• **INSTRUCTIONS FOR THE TASK**: Reproduce the records below exactly from their first line through the line containing "TARGET: man's raised hand", omitting all pictures.
*** Opening SOURCE DATA ***
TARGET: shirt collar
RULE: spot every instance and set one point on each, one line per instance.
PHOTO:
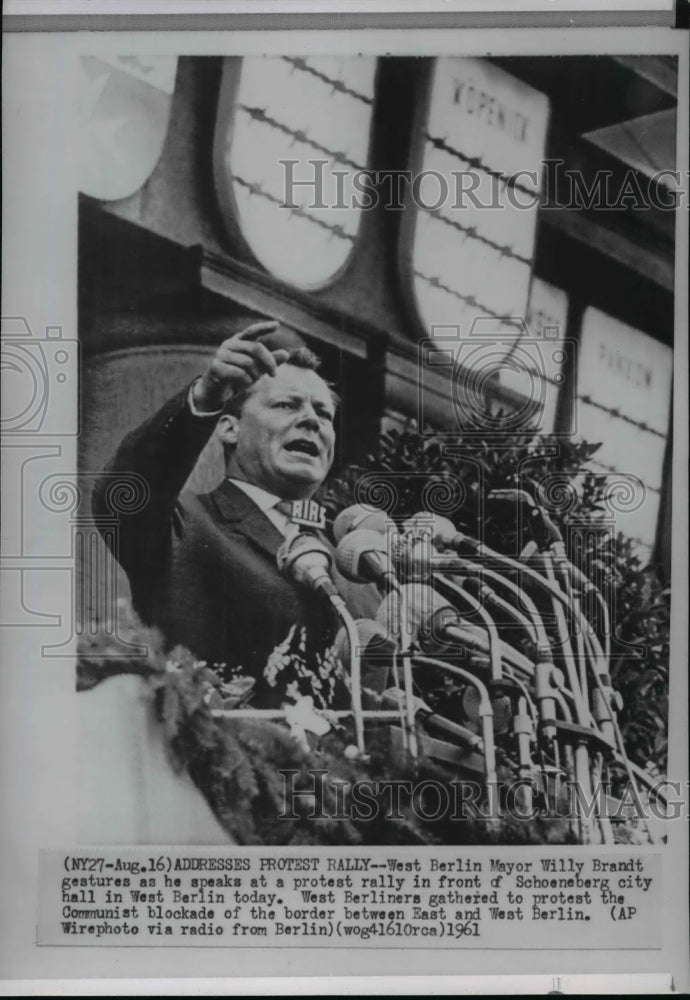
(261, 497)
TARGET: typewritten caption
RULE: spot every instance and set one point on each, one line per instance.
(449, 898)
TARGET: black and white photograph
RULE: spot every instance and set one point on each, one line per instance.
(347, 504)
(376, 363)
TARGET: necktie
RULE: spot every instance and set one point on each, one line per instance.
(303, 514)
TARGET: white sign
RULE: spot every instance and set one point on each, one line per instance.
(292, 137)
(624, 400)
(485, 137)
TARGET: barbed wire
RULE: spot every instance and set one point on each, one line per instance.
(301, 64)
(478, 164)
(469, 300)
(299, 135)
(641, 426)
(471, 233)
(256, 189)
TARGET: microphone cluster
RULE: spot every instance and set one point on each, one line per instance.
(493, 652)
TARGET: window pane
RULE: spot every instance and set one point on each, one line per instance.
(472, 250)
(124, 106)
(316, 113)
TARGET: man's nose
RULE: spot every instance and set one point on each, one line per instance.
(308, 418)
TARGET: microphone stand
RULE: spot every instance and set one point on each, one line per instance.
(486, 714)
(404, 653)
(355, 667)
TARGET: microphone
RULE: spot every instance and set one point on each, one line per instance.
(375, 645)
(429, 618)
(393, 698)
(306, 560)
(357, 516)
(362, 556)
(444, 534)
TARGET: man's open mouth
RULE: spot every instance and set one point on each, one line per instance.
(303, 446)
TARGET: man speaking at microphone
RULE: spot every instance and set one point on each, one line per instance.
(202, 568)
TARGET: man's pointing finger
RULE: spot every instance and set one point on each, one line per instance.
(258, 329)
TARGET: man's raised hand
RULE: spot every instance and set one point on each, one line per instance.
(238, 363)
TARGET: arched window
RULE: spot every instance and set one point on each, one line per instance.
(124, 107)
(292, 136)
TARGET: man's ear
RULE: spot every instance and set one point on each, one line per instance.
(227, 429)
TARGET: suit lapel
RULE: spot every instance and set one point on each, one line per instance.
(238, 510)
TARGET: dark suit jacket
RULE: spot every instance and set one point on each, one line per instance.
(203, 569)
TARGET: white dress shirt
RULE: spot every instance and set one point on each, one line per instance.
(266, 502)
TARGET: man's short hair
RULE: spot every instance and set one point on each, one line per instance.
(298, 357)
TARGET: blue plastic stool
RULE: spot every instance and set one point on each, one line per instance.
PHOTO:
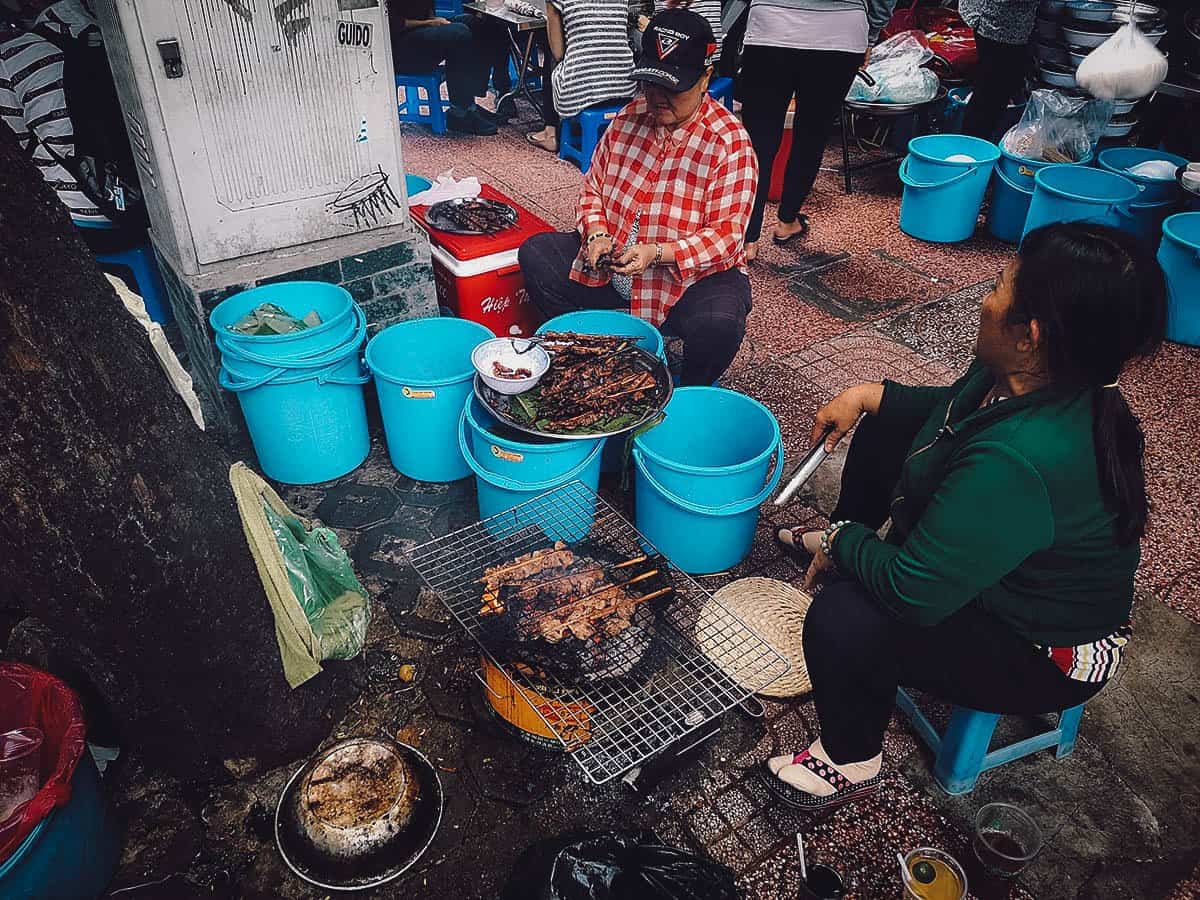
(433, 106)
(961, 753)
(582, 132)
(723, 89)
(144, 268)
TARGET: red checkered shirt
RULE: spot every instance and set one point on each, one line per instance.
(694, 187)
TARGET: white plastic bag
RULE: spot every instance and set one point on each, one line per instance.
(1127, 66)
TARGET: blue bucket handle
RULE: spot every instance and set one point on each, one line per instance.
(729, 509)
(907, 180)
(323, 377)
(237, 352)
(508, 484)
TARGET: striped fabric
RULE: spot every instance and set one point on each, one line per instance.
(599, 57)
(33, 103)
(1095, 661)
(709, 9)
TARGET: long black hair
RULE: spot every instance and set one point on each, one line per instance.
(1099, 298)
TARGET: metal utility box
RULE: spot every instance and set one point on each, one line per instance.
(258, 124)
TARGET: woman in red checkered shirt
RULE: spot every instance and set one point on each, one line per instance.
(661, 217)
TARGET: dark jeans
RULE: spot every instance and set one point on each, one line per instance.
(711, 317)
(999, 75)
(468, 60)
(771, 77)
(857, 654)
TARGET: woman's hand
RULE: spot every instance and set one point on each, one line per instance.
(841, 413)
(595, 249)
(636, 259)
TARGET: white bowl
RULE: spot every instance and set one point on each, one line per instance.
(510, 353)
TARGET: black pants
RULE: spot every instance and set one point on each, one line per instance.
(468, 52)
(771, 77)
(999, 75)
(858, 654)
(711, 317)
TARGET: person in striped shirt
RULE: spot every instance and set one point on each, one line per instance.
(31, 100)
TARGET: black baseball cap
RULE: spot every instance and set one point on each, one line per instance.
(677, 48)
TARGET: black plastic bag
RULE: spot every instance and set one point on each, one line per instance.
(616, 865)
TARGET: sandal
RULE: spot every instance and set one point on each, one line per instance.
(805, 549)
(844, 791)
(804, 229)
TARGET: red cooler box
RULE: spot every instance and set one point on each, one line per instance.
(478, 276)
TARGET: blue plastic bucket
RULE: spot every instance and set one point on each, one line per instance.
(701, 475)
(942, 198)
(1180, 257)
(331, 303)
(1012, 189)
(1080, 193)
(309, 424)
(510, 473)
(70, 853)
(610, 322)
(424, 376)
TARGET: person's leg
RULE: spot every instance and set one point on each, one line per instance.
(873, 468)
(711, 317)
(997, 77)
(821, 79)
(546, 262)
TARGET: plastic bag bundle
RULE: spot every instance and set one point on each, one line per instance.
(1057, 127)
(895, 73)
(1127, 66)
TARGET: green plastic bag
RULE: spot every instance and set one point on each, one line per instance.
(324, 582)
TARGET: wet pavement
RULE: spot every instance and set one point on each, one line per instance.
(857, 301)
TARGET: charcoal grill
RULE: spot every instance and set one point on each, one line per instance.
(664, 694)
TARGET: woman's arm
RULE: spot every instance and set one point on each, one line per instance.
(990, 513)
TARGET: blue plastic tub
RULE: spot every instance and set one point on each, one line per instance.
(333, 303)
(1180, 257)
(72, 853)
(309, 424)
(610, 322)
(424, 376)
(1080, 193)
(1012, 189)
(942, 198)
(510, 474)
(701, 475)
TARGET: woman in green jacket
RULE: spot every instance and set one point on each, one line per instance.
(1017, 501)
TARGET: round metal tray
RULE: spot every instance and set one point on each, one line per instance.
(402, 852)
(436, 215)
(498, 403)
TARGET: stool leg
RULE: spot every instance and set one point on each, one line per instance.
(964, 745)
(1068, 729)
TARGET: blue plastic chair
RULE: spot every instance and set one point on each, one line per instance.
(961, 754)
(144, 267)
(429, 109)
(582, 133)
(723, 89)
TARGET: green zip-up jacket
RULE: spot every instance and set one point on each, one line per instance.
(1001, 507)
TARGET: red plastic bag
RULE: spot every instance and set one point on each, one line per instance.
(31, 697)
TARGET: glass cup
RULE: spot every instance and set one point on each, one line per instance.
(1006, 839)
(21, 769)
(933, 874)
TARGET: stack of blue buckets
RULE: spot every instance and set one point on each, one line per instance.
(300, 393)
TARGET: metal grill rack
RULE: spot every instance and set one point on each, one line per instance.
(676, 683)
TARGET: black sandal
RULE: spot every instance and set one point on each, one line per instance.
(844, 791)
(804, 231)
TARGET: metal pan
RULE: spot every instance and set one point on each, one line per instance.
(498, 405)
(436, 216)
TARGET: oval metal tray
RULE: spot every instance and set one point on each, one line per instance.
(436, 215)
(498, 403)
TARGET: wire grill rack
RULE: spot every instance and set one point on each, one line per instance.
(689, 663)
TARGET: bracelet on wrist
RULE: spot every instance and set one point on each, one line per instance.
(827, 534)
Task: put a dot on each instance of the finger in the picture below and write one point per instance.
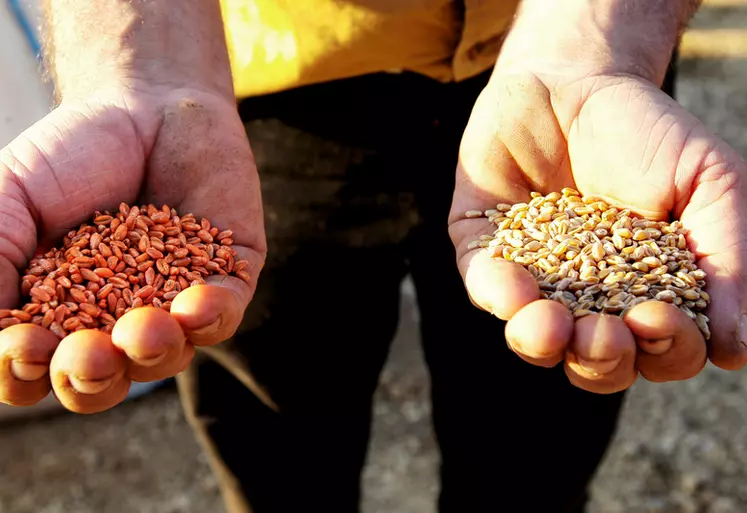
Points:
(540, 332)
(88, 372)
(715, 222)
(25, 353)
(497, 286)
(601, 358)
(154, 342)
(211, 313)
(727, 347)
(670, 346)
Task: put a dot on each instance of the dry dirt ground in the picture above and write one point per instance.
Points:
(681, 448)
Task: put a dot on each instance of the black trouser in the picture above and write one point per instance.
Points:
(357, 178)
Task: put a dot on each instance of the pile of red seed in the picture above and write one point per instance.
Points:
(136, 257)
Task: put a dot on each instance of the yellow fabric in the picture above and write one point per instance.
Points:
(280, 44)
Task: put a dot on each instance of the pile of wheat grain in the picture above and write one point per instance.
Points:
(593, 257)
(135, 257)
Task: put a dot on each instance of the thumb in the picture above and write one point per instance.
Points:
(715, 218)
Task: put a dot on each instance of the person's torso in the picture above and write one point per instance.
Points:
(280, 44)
*** Closing SOURCE DATA ***
• **OUTPUT OF THE TASK**:
TARGET: shirt collar
RULE: spot every instance and set one point on each, one line per instance.
PHOTO:
(261, 497)
TARGET: typewritten caption
RULE: spot every instance and set one point on each, one line per instance.
(449, 898)
TARGET: black and white photograph
RULE: spot every instance and set one point on each, one line per instance.
(347, 504)
(376, 363)
TARGET: necktie
RULE: spot every instance and set one point on each, one line per instance.
(303, 514)
TARGET: white sign
RULE: spot every instance and set one point on each, one line per instance.
(292, 137)
(624, 400)
(485, 137)
TARGET: barbed wire
RULE: spot every instance and set one point on each, one line per instance.
(301, 64)
(478, 164)
(469, 300)
(299, 135)
(641, 426)
(471, 233)
(256, 189)
TARGET: microphone cluster
RULE: spot every instance and set one point on each, one line per instance.
(493, 652)
TARGET: window pane
RULE: spot every instance and set one point on each, one line per instance.
(472, 250)
(124, 106)
(316, 113)
TARGET: man's nose
RULE: spot every instance and set one point on each, one line per instance.
(308, 418)
TARGET: microphone stand
RULE: spot every instance and set one point on each, one line per instance.
(486, 714)
(404, 653)
(355, 667)
TARGET: microphone
RULE: spot every instance and set one point on each, one line per instance.
(375, 645)
(429, 618)
(393, 698)
(306, 560)
(357, 516)
(362, 556)
(444, 534)
TARGET: man's open mouth
RULE: spot every instance and set one point on each, one line per instance.
(303, 446)
TARGET: man speaking at microphone
RULE: spot every instance and set one point on each, one line per instance.
(202, 568)
TARGET: man's pointing finger
RULE: spot every instance and set one point on each, one line per instance.
(258, 329)
TARGET: man's raised hand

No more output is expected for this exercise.